→ PROBLEM REQUIREMENTS
Reproduce the data normalization article word for word, from "The performance is" to "seeks to achieve.".

→ TEXT BLOCK

If you're looking to harness the potential for AI and machine learning in your business, you must first ensure that your data is in the correct format. This is where data normalization comes in. Loosely defined, it is the process of transforming numerical and text data into a standard format that can help improve the accuracy of a machine-learning model.

With this in mind, today's article will explore:

Data normalization and why it's important

Common data normalization techniques

How to apply these techniques in Python

Keep reading below for more insights.

What Is Data Normalization?

Data normalization is one of the most important steps in data preprocessing. Without it, getting insights from any information becomes difficult, especially when working with varied datasets.

For example, if you're comparing the performance of students in a class across different subjects and these subjects have varying grading scales, you may use data normalization techniques to convert the grades into a similar scale for easier comparison.

Take an example of math, science, English, and history with the following grading scales:

Math: 0 to 100

English: 0 to 50

Science: 0 to 80

History: 0 to 30

A student scores the following:

Math: 80

English: 35

Science: 50

History: 20

At first glance, it might seem that math is way more critical than history because these subjects use different grading systems. Comparing a student's performance in the current data format can be quite complicated. However, data normalization can make it easier by rescaling these scores to a standard range, typically from 0 to 1 or -1 to 1.

First, let's prepare this data for normalization by getting the percentage score for each subject:

1208157456638858.UK3gt6cOlTdFVRvw0tRR_height640.png

The maximum percentage is 0.80 (math), and the minimum is 0.625 (science).

One of the simplest ways to normalize data is through simple feature scaling, also known as Min-Max Scaling. This technique divides each value by the maximum value for that feature. We'll use it to manually normalize the performance data above. Here is the formula:

Normalized Value = (X - X_min) / (X_max - X_min)

Where:

X is the original value.

X_min is the minimum value of the feature in the dataset.

X_max is the maximum value of the feature in the dataset.

We can normalize this data as follows:

Math:

Normalized Value = (0.80- 0.625) / (0.80- 0.625) = 1.000

English:

Normalized Value = (0.70- 0.625) / (0.80- 0.625) = 0.429

Science:

Normalized Value = (0.625- 0,625) / (0.80 - 0.625) = 0.000

History:

Normalized Value = (0.67- 0.625) / (0.80 - 0.625) = 0.257

Now you have:

Math: 1.00

English: 0.429

Science: 0.000

History: 0.257

The performance is now at a standard scale. Drawing insights from this data, such as the subject that was best and least performed, is easier. And this is what data normalization seeks to achieve.

Why Data Normalization Is Important

Data normalization is important when preprocessing data for algorithms and machine learning models. To understand why, let's look at our previous school performance example. Bringing up the values:

Math: 80

English: 35

Science: 50

History: 20

Suppose we want to use this data to train a machine learning algorithm. Feeding these data points into the system in their current format can cause various problems down the road. To explain why, we will offer a broad, general explanation without delving too much into the intricate details.

→ SOURCE DATA
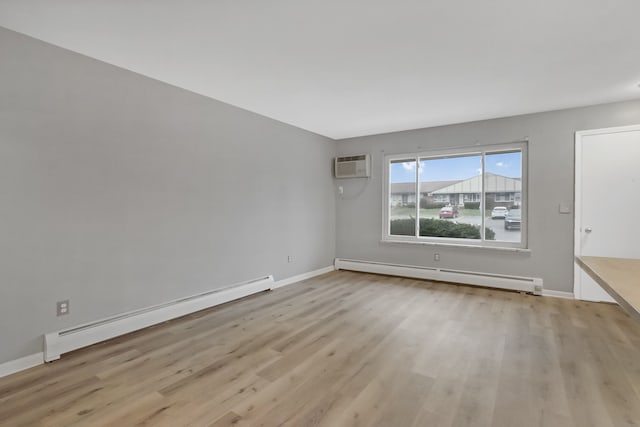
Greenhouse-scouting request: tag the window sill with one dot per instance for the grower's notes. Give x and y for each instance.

→ TASK OUTPUT
The performance is now at a standard scale. Drawing insights from this data, such as the subject that was best and least performed, is easier. And this is what data normalization seeks to achieve.